(Short exercise) Identify each line in the listing below that contains the string "wicker", and copy those lines out. Treat uppercase and lowercase as different.

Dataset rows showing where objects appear
'''
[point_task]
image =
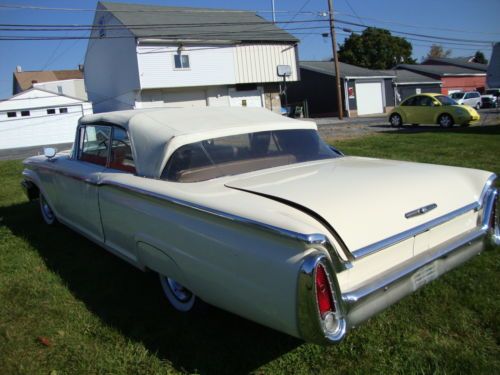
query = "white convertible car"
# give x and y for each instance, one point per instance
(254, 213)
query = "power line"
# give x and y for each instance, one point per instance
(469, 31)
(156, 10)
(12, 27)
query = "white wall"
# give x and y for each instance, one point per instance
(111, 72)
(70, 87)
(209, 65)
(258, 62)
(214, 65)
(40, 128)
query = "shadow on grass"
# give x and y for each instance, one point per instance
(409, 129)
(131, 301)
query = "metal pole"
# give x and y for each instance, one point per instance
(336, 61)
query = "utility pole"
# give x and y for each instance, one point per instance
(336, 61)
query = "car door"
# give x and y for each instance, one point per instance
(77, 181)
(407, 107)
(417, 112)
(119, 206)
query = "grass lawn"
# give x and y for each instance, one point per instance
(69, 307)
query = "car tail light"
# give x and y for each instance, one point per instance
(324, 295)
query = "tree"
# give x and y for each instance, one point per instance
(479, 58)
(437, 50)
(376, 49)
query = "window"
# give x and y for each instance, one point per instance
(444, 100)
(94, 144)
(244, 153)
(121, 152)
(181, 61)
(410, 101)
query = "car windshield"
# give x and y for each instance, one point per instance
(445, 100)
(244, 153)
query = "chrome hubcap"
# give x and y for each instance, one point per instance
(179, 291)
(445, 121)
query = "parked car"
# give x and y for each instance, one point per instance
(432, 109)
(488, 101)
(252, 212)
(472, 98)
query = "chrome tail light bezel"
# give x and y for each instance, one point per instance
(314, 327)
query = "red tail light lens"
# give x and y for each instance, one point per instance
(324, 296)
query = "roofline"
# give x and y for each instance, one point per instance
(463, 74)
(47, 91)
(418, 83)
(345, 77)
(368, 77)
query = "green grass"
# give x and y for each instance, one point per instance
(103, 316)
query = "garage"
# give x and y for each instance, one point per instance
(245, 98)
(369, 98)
'''
'''
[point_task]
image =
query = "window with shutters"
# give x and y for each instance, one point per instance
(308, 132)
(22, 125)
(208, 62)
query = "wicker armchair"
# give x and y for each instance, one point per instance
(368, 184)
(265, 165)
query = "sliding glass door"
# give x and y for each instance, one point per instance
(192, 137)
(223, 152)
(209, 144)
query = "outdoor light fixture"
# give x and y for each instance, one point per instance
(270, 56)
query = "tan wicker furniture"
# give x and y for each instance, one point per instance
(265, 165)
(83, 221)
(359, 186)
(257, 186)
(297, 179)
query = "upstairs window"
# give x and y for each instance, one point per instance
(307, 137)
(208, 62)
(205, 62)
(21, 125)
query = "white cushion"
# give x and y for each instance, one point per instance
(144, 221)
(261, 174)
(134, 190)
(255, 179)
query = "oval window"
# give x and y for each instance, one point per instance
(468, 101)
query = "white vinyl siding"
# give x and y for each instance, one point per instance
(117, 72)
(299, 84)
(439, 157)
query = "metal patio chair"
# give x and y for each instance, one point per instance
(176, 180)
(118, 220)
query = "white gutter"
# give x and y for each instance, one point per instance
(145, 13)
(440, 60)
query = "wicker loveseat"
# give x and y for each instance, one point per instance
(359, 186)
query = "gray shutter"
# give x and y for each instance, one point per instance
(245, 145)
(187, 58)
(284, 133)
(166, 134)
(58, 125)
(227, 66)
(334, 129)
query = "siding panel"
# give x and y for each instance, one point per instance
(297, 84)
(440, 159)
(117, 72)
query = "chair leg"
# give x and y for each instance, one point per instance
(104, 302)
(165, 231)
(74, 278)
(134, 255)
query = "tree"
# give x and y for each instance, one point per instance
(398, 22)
'''
(Result of the exercise)
query = "wicker armchair"
query = "tan wicker furniture"
query = "wicker loveseat"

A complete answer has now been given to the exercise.